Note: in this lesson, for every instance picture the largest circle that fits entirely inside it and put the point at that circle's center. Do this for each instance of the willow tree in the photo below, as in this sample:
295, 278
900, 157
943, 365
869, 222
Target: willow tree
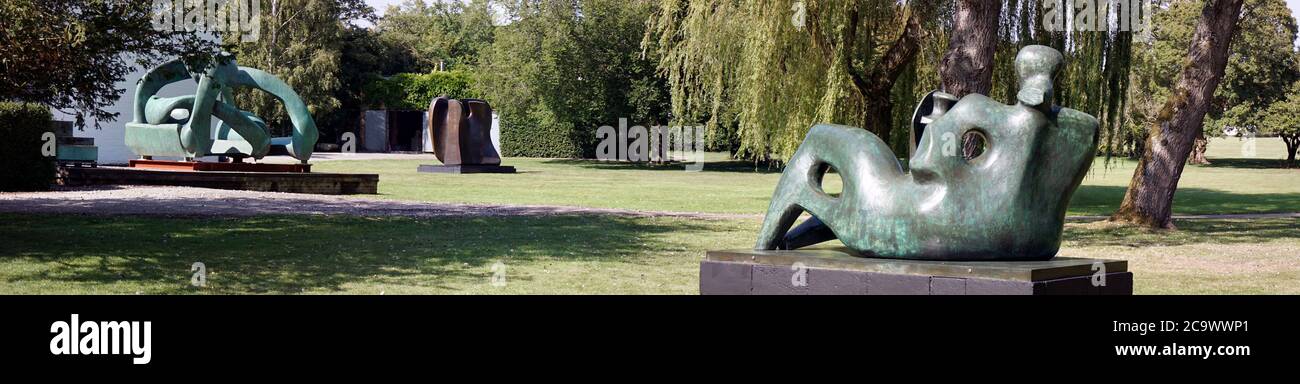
1181, 120
762, 70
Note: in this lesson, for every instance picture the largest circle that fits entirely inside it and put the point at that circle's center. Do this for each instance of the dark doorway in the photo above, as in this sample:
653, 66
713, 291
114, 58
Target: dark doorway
404, 130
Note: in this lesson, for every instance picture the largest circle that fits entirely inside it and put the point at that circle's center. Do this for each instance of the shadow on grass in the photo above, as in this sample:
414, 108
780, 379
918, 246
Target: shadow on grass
1188, 232
290, 254
1103, 201
1247, 163
729, 165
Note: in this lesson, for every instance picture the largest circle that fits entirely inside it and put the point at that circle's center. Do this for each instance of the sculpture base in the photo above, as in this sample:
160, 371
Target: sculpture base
837, 271
466, 168
220, 167
324, 184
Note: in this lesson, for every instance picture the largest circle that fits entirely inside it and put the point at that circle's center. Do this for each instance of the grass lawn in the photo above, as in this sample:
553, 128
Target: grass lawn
65, 254
1231, 185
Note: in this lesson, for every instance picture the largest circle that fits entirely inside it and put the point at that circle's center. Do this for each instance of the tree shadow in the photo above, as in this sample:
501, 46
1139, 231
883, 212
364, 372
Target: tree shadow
1188, 232
728, 165
1247, 163
1103, 201
291, 254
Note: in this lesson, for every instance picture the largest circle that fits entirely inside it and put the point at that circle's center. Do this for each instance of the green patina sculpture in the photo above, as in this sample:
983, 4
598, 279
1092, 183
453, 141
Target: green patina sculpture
182, 126
1004, 203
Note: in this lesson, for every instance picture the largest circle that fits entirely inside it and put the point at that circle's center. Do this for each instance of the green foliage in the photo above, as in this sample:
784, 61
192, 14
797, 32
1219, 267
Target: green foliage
415, 90
70, 55
447, 33
1282, 119
303, 42
745, 69
1261, 68
538, 134
22, 165
749, 72
562, 69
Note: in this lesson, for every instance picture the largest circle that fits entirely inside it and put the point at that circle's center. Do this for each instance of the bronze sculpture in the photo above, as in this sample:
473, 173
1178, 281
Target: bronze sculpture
462, 132
182, 126
1006, 202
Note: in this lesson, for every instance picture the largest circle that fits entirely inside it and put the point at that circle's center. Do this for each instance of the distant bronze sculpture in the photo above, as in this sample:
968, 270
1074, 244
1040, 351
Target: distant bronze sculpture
462, 132
182, 126
956, 202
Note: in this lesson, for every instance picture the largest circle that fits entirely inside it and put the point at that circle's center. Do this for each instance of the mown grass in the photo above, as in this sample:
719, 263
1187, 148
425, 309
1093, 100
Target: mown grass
1231, 185
70, 254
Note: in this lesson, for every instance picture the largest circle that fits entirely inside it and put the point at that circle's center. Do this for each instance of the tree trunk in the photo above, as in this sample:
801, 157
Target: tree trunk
875, 85
1151, 192
967, 67
1197, 156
# # # # # # #
_Exercise directions_: Return each line from the material above exactly, but not the pictures.

_Reply_:
Note: in this lesson, for every instance picture the largest circle that fits entirely inside it and put the point at that circle's center. Do this for each instance of the willow tree in the photo below, as in this sample:
295, 278
900, 157
943, 365
869, 222
Target: willow tree
1181, 120
762, 70
Note: in this lesson, for every instance picture the largest circle that fits entirely inside it and put the point at that circle's center. Do this for each instance of the dark doorway in the photo above, as in this sample:
653, 66
713, 291
114, 58
Target: dark doorway
404, 130
Note: in this lesson, for every instance picture the largest circle that fits entirely inside it and put the point at that circle's center. Do this for each instance of the shadow on grass in the photo above, as in this sample:
414, 108
780, 379
918, 246
Target: shadow on grass
1188, 232
290, 254
1103, 201
1247, 163
729, 165
Note: in this lesson, for every instance picture the largest circle that fits entirely inside it and put the point at that circle's center. Do this for each instance of the sculpture base in the photo above, as in this sample:
160, 371
Target: sculpture base
837, 271
466, 168
220, 167
324, 184
Note: in this lesson, for every instance picture the largest circle that fits entirely inside it and put the point at that circle's center. Do this for each instance of the grass lawn in the photo above, as in this sample:
553, 128
Target: grass lawn
65, 254
1231, 185
Note: in this lesson, for every instance picture the largest circle that fits entirely inside it and put the point at that circle's center. Do this for each instance of the tree shadow in the photo above, as in this sample:
501, 46
1139, 231
883, 212
364, 372
Target: tree shadow
1188, 232
728, 165
1247, 163
1103, 201
291, 254
Note: in this lesson, for every instance picture the largest circle that fits entirely inside it and put the point at that circle's center. Do this for each instance of the green patina sculpture in the photo above, as in this sample:
983, 4
598, 279
1092, 183
453, 141
Target: green patina sculpture
182, 126
1004, 203
Note: in this lesson, for every instance picture the largest circle that fits entirely inside it and put the point at that circle's center. Do this for each instance of the green foliage in the photo above, as in this sample:
784, 61
192, 14
797, 32
1219, 267
Target: green foliage
415, 90
70, 55
447, 33
1282, 119
303, 42
745, 69
1261, 68
538, 134
22, 165
749, 72
562, 69
Note: in this lesson, for every instance picture the largest circle that fits entirely inside it and put the point at that circle's center. Do this for each instance of the bronze sculpture in the photo above, as in this sample:
473, 173
1178, 281
Target: bronze sculpture
462, 132
182, 126
1006, 202
Note: in this lesson, for every instance picture the largest circle that fits entirely inside it and put the point at that circle's center. Do this for each instance of the distant bronze sculpture in the photo above, as in this sample:
968, 270
1074, 244
1040, 351
Target: distant bronze sculpture
462, 132
182, 126
956, 202
Note: in this lesson, for every instance picture the largest circle that fits entirely inside it and put the point at that circle's center. Do this for each instance of the mown grass in the photo above, as in this sample:
719, 263
1187, 148
425, 309
1093, 100
Target: mown grass
1231, 185
70, 254
Note: in this lesson, for every instance picture the largest circle that fits entirely inside it and put the point at that circle's center. Do this for each instance of the tree trunk in the photo above, as in this sample:
801, 157
Target: tree trunk
875, 85
1151, 192
967, 67
1197, 156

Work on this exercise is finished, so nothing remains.